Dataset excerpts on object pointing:
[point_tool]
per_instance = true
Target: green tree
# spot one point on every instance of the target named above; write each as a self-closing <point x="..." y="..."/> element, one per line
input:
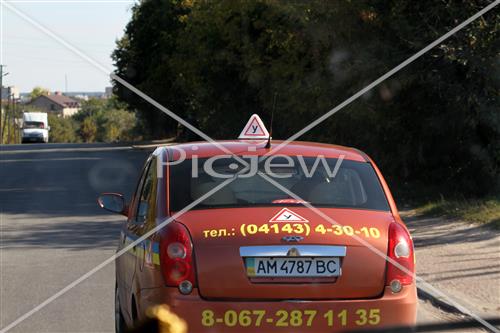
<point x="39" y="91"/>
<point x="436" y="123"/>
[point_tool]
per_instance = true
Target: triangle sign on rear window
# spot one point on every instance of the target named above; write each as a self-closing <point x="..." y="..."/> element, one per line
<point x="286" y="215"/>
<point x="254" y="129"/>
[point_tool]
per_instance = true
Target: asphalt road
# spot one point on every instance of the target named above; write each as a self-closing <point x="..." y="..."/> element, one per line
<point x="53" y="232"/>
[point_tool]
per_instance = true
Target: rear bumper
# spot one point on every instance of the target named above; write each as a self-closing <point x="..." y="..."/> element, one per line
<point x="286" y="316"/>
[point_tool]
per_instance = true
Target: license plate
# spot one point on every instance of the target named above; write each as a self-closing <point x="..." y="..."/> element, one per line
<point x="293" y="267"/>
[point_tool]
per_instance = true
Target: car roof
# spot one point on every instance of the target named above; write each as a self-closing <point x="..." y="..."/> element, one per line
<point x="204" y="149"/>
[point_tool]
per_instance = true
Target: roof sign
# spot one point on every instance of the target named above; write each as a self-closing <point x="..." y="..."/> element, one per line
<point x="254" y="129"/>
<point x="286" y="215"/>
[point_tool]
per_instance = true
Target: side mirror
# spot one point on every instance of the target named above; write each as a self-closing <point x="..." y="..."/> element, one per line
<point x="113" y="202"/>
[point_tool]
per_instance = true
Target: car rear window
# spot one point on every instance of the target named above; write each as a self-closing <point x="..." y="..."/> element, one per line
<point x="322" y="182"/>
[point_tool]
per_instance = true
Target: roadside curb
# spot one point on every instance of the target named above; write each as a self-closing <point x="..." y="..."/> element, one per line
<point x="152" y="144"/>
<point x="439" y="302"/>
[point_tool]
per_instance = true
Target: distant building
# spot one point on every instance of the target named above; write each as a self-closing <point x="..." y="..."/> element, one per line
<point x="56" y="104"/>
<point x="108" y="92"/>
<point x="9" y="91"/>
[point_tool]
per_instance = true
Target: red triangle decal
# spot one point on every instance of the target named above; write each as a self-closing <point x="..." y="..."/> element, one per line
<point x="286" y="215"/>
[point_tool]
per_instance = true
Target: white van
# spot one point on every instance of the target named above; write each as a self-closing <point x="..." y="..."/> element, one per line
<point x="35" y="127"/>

> [GOAL]:
Count the lines of the material that contain the string "sign", treating uppercase and lowercase as different, and reply with the number alone.

> [ANSWER TO THIS TASK]:
2